WORK TO BE COMPLETED:
Render the data from its first line through the line containing "[(94, 58), (191, 139)]" as a JSON list of strings, one string per line and no blank lines. Leave out the pictures.

INPUT RECORDS:
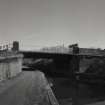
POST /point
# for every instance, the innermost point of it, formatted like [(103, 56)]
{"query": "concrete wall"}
[(10, 66)]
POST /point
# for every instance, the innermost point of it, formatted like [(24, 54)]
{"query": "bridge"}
[(66, 60)]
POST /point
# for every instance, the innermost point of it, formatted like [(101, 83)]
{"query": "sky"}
[(40, 23)]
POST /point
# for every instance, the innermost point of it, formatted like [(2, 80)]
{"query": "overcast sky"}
[(53, 22)]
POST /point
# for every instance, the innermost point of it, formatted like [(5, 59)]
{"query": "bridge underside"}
[(64, 63)]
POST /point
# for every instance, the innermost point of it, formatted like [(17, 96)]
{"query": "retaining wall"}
[(10, 66)]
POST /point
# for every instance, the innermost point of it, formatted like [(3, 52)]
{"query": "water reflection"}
[(87, 93), (69, 92)]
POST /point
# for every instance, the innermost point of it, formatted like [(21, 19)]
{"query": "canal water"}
[(73, 93)]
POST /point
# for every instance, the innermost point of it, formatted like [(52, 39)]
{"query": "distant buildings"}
[(56, 49)]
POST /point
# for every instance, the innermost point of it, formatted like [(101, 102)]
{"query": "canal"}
[(70, 92)]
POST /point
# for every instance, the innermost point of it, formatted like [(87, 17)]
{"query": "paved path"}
[(29, 88)]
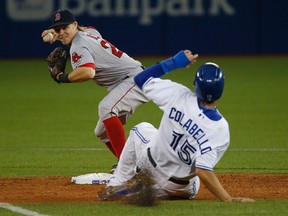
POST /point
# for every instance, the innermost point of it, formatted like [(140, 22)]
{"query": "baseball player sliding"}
[(94, 58), (191, 139)]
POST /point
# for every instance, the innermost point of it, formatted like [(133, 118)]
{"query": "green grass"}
[(47, 130)]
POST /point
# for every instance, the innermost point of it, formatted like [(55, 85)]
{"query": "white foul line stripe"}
[(20, 210)]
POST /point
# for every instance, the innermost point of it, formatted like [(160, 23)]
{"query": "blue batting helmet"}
[(209, 82)]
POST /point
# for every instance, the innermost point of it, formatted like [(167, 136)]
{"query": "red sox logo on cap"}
[(57, 16), (76, 57)]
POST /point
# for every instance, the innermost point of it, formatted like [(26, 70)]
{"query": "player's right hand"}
[(192, 57)]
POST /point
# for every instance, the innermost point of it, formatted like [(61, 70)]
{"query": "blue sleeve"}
[(156, 71)]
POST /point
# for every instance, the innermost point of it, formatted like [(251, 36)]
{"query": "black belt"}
[(154, 164)]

WRITTEN SOLUTION:
[
  "POST /point",
  "# for every instance, the innermost point of it, formatted like [(103, 56)]",
  "{\"query\": \"concrete wall\"}",
  "[(10, 66)]",
  "POST /point",
  "# for every instance, the innermost point of it, formatted like [(24, 54)]",
  "{\"query\": \"bridge\"}",
  "[(66, 60)]",
  "POST /point",
  "# for every instance, the innermost point of it, formatted like [(101, 83)]",
  "{\"query\": \"sky\"}",
  "[(40, 23)]",
  "POST /point",
  "# for every instance, the innermost point of it, formatted like [(2, 80)]",
  "{\"query\": \"overcast sky\"}",
  "[(53, 22)]",
  "POST /point",
  "# for every instance, the innermost point of it, formatted like [(5, 59)]",
  "{\"query\": \"bridge underside\"}",
  "[(64, 63)]",
  "POST /point",
  "# for every instance, the innermost point of it, formatted like [(17, 96)]",
  "{\"query\": \"retaining wall\"}",
  "[(10, 66)]",
  "POST /point",
  "# for every instance, the innermost point of it, formatted like [(3, 52)]",
  "{\"query\": \"water reflection\"}",
  "[(87, 93), (69, 92)]",
  "POST /point",
  "# for every instance, the innermost point of it, formatted like [(21, 19)]",
  "{\"query\": \"canal water\"}",
  "[(73, 93)]",
  "POST /point",
  "# for every instance, the innermost point of it, formatted like [(52, 39)]",
  "{\"query\": \"distant buildings\"}",
  "[(56, 49)]",
  "POST /point",
  "# for every instance, the innermost point of it, formatted like [(101, 102)]",
  "{\"query\": \"canal\"}",
  "[(70, 92)]",
  "POST /point",
  "# for every instance, the innermost point of it, formatted like [(87, 17)]",
  "{\"query\": \"paved path\"}",
  "[(29, 88)]",
  "POST /point",
  "# for every instance, the innermost point of it, formatted like [(140, 22)]",
  "{\"query\": \"baseball player sliding\"}",
  "[(94, 58), (191, 139)]"
]